#### TO DO:
Copy out the records below word for word, leaving out the pictures.

(Stored data entries)
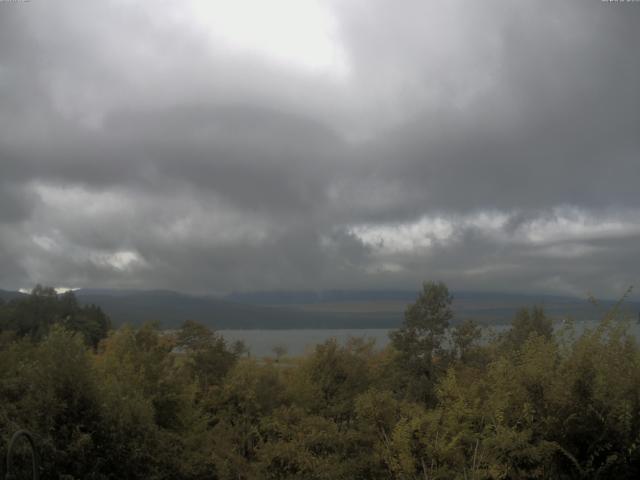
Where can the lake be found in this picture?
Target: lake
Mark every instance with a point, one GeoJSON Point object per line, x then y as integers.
{"type": "Point", "coordinates": [300, 341]}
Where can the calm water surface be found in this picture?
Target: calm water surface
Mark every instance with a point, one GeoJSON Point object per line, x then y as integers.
{"type": "Point", "coordinates": [298, 342]}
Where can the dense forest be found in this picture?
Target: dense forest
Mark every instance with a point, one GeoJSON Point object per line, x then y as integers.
{"type": "Point", "coordinates": [441, 402]}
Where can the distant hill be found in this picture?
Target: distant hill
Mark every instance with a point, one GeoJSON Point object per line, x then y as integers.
{"type": "Point", "coordinates": [332, 309]}
{"type": "Point", "coordinates": [172, 308]}
{"type": "Point", "coordinates": [7, 295]}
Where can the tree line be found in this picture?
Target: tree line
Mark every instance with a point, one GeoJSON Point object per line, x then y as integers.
{"type": "Point", "coordinates": [442, 401]}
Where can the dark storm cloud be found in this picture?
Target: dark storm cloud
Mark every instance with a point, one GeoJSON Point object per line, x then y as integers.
{"type": "Point", "coordinates": [457, 141]}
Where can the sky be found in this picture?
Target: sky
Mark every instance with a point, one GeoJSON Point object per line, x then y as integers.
{"type": "Point", "coordinates": [217, 146]}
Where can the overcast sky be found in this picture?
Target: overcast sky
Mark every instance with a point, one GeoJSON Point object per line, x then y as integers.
{"type": "Point", "coordinates": [213, 146]}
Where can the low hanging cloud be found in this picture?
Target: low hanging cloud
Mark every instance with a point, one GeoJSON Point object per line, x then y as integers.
{"type": "Point", "coordinates": [328, 145]}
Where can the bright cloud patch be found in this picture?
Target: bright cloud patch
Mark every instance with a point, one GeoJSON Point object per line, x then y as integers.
{"type": "Point", "coordinates": [295, 32]}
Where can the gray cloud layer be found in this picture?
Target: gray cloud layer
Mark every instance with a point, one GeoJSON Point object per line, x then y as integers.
{"type": "Point", "coordinates": [492, 145]}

#### FULL OUTPUT:
Where can the lake be found in this picture?
Target: lake
Mark every instance with a point, one GeoJSON Point object per line, x then y as integers.
{"type": "Point", "coordinates": [300, 341]}
Where can the calm water surface be found in this picture?
Target: calm water surface
Mark every instance with a point, one GeoJSON Point object per line, x then y as integers.
{"type": "Point", "coordinates": [298, 342]}
Where can the dense forest be found in this picture?
Target: dense forest
Mark every instance with a point, one GeoJSON Point object per line, x then y as integers.
{"type": "Point", "coordinates": [441, 402]}
Where can the distant hill be found in this picture?
Target: distant hill
Mark every instance with a point, one GeoJSON Point object per line, x then y as integers.
{"type": "Point", "coordinates": [332, 309]}
{"type": "Point", "coordinates": [172, 308]}
{"type": "Point", "coordinates": [7, 295]}
Where can the tree line be found in this picture?
Target: tree line
Mark every instance with a point, one GeoJSON Point object per line, x then y as integers.
{"type": "Point", "coordinates": [442, 401]}
Where can the dark storm cloud be found in this picture?
Target: dark storm cloud
Mark every instance with a point, one GeoJSON Point object per line, x then y as integers.
{"type": "Point", "coordinates": [457, 141]}
Where can the sky be found in this picture?
Target: sky
Mark every instance with a point, one GeoJSON Point object per line, x then y as integers.
{"type": "Point", "coordinates": [217, 146]}
Where can the overcast sky be found in this picture?
Target: overcast sky
Mark every instance with a point, one GeoJSON Point object per line, x then y as integers.
{"type": "Point", "coordinates": [213, 146]}
Where can the low hanging cloud be found in this picture?
Target: low hanging cloud
Mark every instance with a point, one GeoJSON Point object per line, x then y as integers.
{"type": "Point", "coordinates": [328, 145]}
Where can the bright cloud patch be found in this picture?
Target: bright cloud patch
Mark every instance with a point, one GeoJSON Point object per line, x then y as integers.
{"type": "Point", "coordinates": [295, 32]}
Where can the gray cloud layer be found in this picture?
Target: gray cloud layer
Mark every instance with a point, one GeoJSON Point object per line, x then y as integers.
{"type": "Point", "coordinates": [492, 145]}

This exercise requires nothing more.